Work required =
From the line containing "(257,116) (no space after the comma)." down to the final entry below, restate each line word for word.

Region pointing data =
=== Section Start ===

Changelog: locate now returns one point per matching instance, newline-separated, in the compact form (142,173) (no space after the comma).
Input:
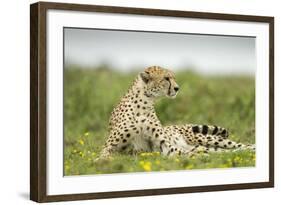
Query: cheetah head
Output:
(158,82)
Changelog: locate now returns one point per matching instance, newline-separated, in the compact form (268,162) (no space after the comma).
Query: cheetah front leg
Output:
(216,142)
(118,141)
(162,143)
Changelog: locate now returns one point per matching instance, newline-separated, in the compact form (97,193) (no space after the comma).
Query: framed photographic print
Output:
(133,102)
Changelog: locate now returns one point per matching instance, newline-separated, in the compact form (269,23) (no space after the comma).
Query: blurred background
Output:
(128,50)
(216,75)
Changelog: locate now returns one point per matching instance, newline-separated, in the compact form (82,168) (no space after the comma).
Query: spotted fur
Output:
(135,126)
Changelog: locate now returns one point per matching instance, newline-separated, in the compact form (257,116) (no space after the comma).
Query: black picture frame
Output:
(38,100)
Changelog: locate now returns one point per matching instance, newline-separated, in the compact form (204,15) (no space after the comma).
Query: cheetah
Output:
(135,126)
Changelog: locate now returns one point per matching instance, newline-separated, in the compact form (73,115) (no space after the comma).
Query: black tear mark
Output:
(195,129)
(215,130)
(205,129)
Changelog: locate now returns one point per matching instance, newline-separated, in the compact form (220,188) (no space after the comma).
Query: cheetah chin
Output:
(134,126)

=== Section End ===

Answer to this task =
Changelog: locate now returns one point per matching instance, newline-separated, in the compact form (257,116) (no space after the comma).
Query: black picture frame
Output:
(38,100)
Changelog: locate now returns one point per matching instance, newline-separated, in the compact form (204,15) (no space after the comma).
Query: cheetah
Output:
(135,126)
Changelog: locate now returns one point per matching instance, newline-separated, in the compact form (73,115) (no space after the comma).
Query: black tear mark
Output:
(195,129)
(215,130)
(205,129)
Changelog: locate now returns one point per matching instance, newline-separated, in the compact form (220,188) (no space after the comma).
Query: cheetah chin
Output:
(134,126)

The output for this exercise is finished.